Your task: From the quarterly results text, write out the passage between "We reported an" and "period last year.", inclusive.

Text shown:
^^^^
We realized a net loss of €37.3 million for the first three months of 2018, compared to a net loss of €13.6 million in the first three months of 2017.
We reported an operating loss amounting to €32.0 million for the first quarter of 2018, compared to an operating loss of €11.2 million for the same period last year.
Our R&D expenses in the first three months of 2018 were €69.8 million, compared to €44.9 million for the first quarter of 2017. This planned increase was due mainly to an increase of €20.4 million in subcontracting costs primarily on our filgotinib and GLPG1690 programs. Furthermore, personnel costs increased explained by a planned headcount increase. Our G&A and S&M expenses were €7.1 million in the first quarter of 2018, compared to €6.2 million in the first quarter of 2017. This increase mainly resulted from higher personnel costs due to a planned headcount increase.
Net financial expenses in the first three months of 2018 amounted to €5.2 million, compared to net financial expenses of €2.4 million for the same period last year, and were primarily attributable to €5.6 million of unrealized exchange loss on our cash position in U.S. dollars. We expect to use this cash held in U.S. dollars to settle our future payables in U.S. dollars, which will be primarily linked to our global collaboration with Gilead for the development of filgotinib.
^^^^
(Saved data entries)
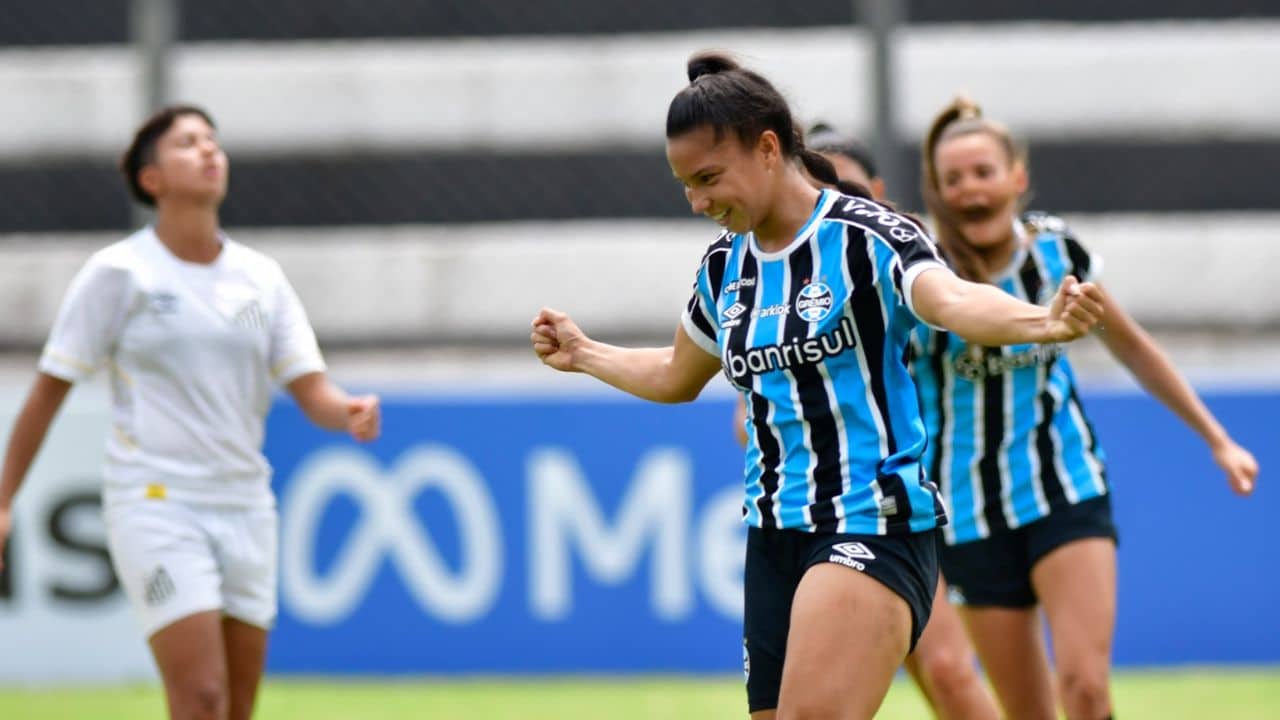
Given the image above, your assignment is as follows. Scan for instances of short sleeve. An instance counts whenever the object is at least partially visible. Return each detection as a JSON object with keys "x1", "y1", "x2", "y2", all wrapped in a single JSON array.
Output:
[
  {"x1": 1062, "y1": 234, "x2": 1102, "y2": 282},
  {"x1": 270, "y1": 262, "x2": 325, "y2": 384},
  {"x1": 854, "y1": 201, "x2": 951, "y2": 323},
  {"x1": 681, "y1": 236, "x2": 732, "y2": 357},
  {"x1": 38, "y1": 255, "x2": 133, "y2": 383}
]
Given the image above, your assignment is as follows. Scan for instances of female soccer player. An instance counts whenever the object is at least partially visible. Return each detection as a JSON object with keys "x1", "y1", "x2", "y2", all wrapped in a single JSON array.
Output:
[
  {"x1": 0, "y1": 106, "x2": 380, "y2": 720},
  {"x1": 915, "y1": 100, "x2": 1258, "y2": 720},
  {"x1": 530, "y1": 54, "x2": 1101, "y2": 717},
  {"x1": 733, "y1": 123, "x2": 1000, "y2": 720}
]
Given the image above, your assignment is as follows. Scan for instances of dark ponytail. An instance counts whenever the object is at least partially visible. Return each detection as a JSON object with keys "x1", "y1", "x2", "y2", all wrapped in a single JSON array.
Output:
[{"x1": 667, "y1": 51, "x2": 797, "y2": 158}]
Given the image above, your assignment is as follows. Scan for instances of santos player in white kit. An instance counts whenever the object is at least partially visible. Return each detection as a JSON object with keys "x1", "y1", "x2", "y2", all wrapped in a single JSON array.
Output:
[{"x1": 0, "y1": 106, "x2": 380, "y2": 720}]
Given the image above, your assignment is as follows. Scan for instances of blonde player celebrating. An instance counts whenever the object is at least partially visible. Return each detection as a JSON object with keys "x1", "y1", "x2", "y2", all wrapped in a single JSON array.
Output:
[
  {"x1": 0, "y1": 106, "x2": 380, "y2": 720},
  {"x1": 914, "y1": 99, "x2": 1258, "y2": 720}
]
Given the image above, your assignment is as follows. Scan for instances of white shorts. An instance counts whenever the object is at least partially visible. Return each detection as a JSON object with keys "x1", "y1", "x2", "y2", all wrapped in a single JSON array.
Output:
[{"x1": 102, "y1": 500, "x2": 279, "y2": 637}]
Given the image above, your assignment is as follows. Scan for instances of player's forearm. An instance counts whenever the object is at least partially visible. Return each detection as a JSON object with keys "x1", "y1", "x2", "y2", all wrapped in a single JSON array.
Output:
[
  {"x1": 573, "y1": 341, "x2": 701, "y2": 402},
  {"x1": 0, "y1": 374, "x2": 70, "y2": 509},
  {"x1": 925, "y1": 281, "x2": 1052, "y2": 347},
  {"x1": 289, "y1": 373, "x2": 349, "y2": 430}
]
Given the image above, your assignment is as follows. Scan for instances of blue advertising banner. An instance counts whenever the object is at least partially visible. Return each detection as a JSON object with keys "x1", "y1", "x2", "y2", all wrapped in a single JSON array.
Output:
[{"x1": 268, "y1": 393, "x2": 1280, "y2": 674}]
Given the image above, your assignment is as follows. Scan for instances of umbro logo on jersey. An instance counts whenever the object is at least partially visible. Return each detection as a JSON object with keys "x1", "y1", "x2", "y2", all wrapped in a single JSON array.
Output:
[
  {"x1": 142, "y1": 565, "x2": 178, "y2": 607},
  {"x1": 721, "y1": 302, "x2": 746, "y2": 328},
  {"x1": 147, "y1": 292, "x2": 178, "y2": 315},
  {"x1": 827, "y1": 542, "x2": 876, "y2": 570},
  {"x1": 232, "y1": 300, "x2": 266, "y2": 331}
]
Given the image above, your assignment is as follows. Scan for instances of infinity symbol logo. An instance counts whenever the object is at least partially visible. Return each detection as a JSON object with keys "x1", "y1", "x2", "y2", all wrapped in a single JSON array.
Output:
[{"x1": 280, "y1": 445, "x2": 502, "y2": 625}]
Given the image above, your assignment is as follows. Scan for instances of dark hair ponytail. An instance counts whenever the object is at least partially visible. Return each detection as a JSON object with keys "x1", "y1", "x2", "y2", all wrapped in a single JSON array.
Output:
[
  {"x1": 687, "y1": 50, "x2": 741, "y2": 82},
  {"x1": 120, "y1": 105, "x2": 218, "y2": 208},
  {"x1": 667, "y1": 50, "x2": 797, "y2": 158}
]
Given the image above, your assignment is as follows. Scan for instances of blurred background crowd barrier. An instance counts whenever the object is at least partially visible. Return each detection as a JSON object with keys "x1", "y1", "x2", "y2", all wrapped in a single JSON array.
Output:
[{"x1": 0, "y1": 0, "x2": 1280, "y2": 682}]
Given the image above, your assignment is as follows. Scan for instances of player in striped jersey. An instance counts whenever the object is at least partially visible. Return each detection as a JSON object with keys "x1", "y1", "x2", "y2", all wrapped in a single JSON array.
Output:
[
  {"x1": 0, "y1": 105, "x2": 380, "y2": 720},
  {"x1": 733, "y1": 123, "x2": 1000, "y2": 720},
  {"x1": 914, "y1": 100, "x2": 1257, "y2": 720},
  {"x1": 530, "y1": 54, "x2": 1101, "y2": 717}
]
^^^^
Solution to this task:
We reported an operating loss amounting to €32.0 million for the first quarter of 2018, compared to an operating loss of €11.2 million for the same period last year.